── Passage provided

SACD


SACD sounds better right???
all of my stuf flooded 4’ 4 days.
i have no money but I am replacing a headphone setup and I feel I must have in CD player SACD because it sounds much better, am I right?????? Help!!
128x128jimmycg

Showing 3 responses by trelja

SACD solves my two complaints with CD and most other digital formats: 1) it restores the flow to music, and rids that sense of the music sounding chopped up, and 2) it provides the sort of low-end foundation and solidity to the music missing in those other digital formats.  Yes, I have some poorly recorded SACDs, but they still do not commit the two aforementioned faults.

My biggest problem with SACD is the same thing as my biggest disappointment with SACD - the format flopped.  And because of that, very little SACD content exists.  Had the record companies stayed on board, I would have likely triplicated (already vinyl and CD) my library with SACDs.  And oftentimes, what content does exist costs a lot.  Content's enough of a reason not to worry about whether your player supports the format.  If the machine you buy plays SACDs, that's certainly not a negative.  But sadly, it's no longer one of my top priorities in a machine I'd buy
@krell_fan1 "I am in the camp that is in disbelief that anyone could NOT affirm that a well produced SACD doesn't sound sound SIGNIFICANTLY better than it's CD counterpart."

I share your opinion.

My best friend is a musician, does a lot of recording and production, and skirts with the idea of becoming an audiophile.  He often tells me about how the conversion down to 16/44 is like driving on a smooth as silk superhighway, and turning off onto a dirt road.  He considers it the most depressing part of his work.

────
── Material shown

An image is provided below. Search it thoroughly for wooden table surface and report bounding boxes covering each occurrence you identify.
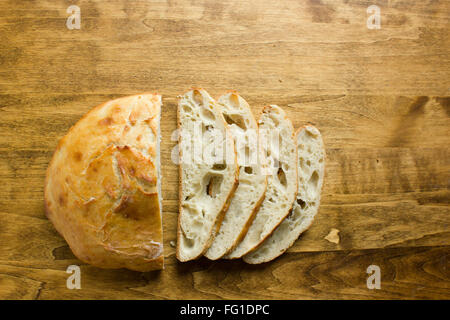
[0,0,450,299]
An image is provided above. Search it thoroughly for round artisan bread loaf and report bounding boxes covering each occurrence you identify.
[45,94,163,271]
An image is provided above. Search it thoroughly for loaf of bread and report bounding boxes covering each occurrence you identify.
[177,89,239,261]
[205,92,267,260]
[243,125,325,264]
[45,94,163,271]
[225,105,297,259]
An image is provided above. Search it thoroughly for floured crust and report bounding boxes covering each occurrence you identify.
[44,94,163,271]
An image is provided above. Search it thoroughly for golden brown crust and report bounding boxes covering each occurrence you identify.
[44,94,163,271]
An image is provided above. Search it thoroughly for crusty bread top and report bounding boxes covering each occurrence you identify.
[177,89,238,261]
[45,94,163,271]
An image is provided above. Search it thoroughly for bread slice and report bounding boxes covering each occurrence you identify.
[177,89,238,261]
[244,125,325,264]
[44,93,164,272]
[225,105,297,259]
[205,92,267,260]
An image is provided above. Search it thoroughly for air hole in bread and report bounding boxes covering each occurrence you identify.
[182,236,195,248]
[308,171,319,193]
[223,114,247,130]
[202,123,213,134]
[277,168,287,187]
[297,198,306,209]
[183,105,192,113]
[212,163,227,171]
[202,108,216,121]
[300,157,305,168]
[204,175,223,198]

────

— What is asked —
Carry the forum thread about SACD forward from its last sentence. These rows were taken from a separate source.

— Answer to the problem —
Several years ago, he wanted to hear a piece he found in my collection.  I told him it was an SACD, and we talked for a few minutes about it.  Like so many outside this world, he asked a technical / spec question, as that's what they focus on, "How many bits?"  I answered, "1 bit."  The look of scorn on his face was something I wish I captured.  Anyway, I told him Philips and Sony introduced SACD to replace the CD, with the goal of better replicating the music's analog waveform.  The spec of a sampling rate 64X higher still didn't impress him.  Anyway, pop the disc in, begin playing, and within a second or three the look on his face became just as priceless as the previous one.  For the next year or so, he kept talking to me about the absurdity of this format never taking off, no one even hearing about it, and how massive a sonic improvement it represented as he heard it himself
It just popped into my head that SACD failing drove me back into vinyl with a real commitment. So where I put many thousands of dollars into both software and hardware over the past decade plus simply came down to this.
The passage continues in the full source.